> **Extracted text**
####################
So what will bring you to quarrel with him, you are in charge and the thing went up until Obasanjo came here and told me we must go and see Jonathan. Two of them sat down, bantering and I told them that the two of them are dangerous people. Those outside here will take sides, they will start killing each other, the moment you people come back to this same Aso Villa and start bantering, people outside will not know, so I don’t want to hear this at all.

I don’t know what you people see here in Aso Villa; I have never lived there. I said you should stop this at once, it’s not good. Jonathan said it’s because both of us are friends. I said you are not a good boy, if you are a good boy, you will know that what this man needs is just some recognition. You will call him on phone and say I am coming for launch, take a plane away to his Ota farm. The topic you are discussing, only God will know, with that people will say they are comfortable.  After we lost the 2015 election, which really was unbelievable, but again it happened and I was one of those who said they should throw in the towel because these people were coming to ignite fire in this nation. I was in charge, I had my situation room and I was getting my report.

How do you assess the APC government?

Because the people were not ready to rule, they came here and didn’t know where to start. Six months, they didn’t know which minister or no minister, one year they didn’t know which boards. Up till now, they are still feeding on running down PDP, that’s the only thing they have to offer.

Railway that they are making noise about, we were the ones who laid the track, which one has he (President Muhammadu Buhari) done? …So, definitely, one thing that we lack very badly is political parties that have got ideologies because there is no difference in the ideology of APC and PDP.

What about the emerging coalition?

The Coalition for Nigeria Movement; it’s just an idea that perhaps the young people should get involved more in politics of this country and run the thing and see and the elders will just remain behind directing them where possible, that’s the whole concept.

But your close friend is involved

Which close friend am I to Obasanjo? We met in Germany, we are friends and that doesn’t mean it could be anything. He lives in Abeokuta and I live here. I read it myself; I didn’t know anything about it. This nation has never been more divided than this time, we are suffering something called Boko Haram, now we are entering another phase and we have been living with these herdsmen for centuries. Suddenly herdsmen have become dangers now, they are killing people about, they carry guns and it appears you were not able to solve it. Is it the Boko Haram that has become herdsmen or are herdsmen another form of revolt? I don’t understand whatever they are doing, because this is senseless, you go and devour all the food in the farm and then kill the people and set fire, what are you looking for?
####################
> **Stored data entries**
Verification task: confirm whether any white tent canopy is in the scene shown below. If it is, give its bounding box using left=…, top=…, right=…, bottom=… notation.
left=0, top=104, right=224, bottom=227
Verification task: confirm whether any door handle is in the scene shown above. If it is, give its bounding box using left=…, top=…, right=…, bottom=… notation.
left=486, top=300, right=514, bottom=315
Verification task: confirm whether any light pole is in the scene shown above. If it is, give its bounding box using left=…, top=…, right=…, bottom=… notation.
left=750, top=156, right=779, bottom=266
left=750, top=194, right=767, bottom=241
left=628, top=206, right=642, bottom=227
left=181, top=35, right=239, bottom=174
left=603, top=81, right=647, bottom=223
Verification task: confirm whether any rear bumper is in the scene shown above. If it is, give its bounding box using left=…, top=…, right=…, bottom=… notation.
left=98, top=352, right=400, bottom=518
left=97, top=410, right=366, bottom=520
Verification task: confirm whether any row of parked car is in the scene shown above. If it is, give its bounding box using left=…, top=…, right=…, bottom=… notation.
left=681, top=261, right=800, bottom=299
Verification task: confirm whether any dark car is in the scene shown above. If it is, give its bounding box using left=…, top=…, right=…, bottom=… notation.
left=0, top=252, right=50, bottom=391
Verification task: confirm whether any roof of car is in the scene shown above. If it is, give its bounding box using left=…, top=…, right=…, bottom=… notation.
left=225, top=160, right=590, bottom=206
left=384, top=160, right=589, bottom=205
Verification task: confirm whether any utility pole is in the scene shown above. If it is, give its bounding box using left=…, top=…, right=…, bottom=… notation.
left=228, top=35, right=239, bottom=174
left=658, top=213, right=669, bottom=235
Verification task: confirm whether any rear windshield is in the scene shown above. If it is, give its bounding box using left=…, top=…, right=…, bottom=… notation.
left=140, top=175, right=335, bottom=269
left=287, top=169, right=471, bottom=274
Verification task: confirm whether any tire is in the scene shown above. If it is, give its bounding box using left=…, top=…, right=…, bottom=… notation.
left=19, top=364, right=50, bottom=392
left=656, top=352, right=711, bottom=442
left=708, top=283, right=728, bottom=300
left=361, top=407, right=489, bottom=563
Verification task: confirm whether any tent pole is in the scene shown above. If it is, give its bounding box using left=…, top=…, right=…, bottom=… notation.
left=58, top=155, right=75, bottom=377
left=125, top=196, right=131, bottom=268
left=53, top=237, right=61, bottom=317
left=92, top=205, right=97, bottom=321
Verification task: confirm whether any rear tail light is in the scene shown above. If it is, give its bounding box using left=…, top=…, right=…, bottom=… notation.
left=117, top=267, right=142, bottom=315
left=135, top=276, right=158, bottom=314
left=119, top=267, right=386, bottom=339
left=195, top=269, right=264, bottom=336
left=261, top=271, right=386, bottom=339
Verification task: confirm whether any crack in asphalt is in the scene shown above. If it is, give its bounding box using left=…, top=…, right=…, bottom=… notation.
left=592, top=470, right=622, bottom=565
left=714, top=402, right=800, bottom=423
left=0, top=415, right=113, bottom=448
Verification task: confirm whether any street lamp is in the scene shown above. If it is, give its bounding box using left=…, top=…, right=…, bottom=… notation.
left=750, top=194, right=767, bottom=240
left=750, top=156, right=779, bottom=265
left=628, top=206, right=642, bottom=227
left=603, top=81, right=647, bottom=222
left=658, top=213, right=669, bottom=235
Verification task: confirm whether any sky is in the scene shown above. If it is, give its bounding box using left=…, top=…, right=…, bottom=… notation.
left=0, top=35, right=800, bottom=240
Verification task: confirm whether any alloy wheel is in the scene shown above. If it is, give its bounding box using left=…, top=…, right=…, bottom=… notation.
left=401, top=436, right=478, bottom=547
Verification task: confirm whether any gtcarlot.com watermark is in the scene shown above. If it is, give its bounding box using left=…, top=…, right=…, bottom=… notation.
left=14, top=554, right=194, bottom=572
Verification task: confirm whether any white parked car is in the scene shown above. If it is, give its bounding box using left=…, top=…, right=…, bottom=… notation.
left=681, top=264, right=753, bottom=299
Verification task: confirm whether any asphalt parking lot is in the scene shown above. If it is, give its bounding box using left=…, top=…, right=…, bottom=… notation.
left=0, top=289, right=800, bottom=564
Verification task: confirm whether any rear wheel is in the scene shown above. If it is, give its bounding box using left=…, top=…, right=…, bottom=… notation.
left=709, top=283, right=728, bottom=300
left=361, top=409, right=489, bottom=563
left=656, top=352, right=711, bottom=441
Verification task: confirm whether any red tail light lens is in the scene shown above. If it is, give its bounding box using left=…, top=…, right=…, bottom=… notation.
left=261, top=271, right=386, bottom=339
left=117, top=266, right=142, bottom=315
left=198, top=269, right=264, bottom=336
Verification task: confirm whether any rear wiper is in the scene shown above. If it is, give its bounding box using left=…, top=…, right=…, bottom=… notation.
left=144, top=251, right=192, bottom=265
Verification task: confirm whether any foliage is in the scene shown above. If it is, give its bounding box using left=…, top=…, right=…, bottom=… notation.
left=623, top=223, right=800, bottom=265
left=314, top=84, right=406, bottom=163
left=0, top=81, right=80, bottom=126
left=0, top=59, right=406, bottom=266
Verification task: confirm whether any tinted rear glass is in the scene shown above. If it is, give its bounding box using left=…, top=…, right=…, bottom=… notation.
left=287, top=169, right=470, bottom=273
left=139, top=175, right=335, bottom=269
####################
> **Required tasks**
1 > In the interview on Nigerian politics, where does the speaker say he and Obasanjo met?
2 > Write a continuation of the interview on Nigerian politics, starting after its final sentence.
The data entries shown here were drawn from a separate source.

> **Answers to each task**
1 > In Germany.

2 >
What’s your take on Gen. Danjuma’s allegation against the armed forces?

TY Danjuma is a straightforward, unbendable man and from his character and my knowledge of him, he says things the way they are, he doesn’t do any corner, corner at all.

It’s out of frustration and he has always argued that he doesn’t belong to any political party so he is free to comment the way he wants. You know that the prerogative of violence is vested in the government, that’s what you and I are paying for; armed forces, police, by paying them to retain that prerogative about us.

The moment the prerogative of violence slips away from the hands of government into an unknown body, there is no government, because people tend to forget that all your taxes are paying the armed forces. You are paying it because the prerogative of violence in the society should be made permanently in the hands of these people you call the government in place.

Any other person challenging it successfully means that government is failing and we have been challenged with Boko Haram for so long and now it is so called herdsmen, so when Danjuma said what he said, it is typical of him, he is a straightforward, blunt person, I know him. So you can say perhaps like most of us believe, if you feel so strongly, you should have said to Buhari, I want to see you and you go and see him or write him a letter, which you will deliver that this is your feeling and you don’t like what you are seeing.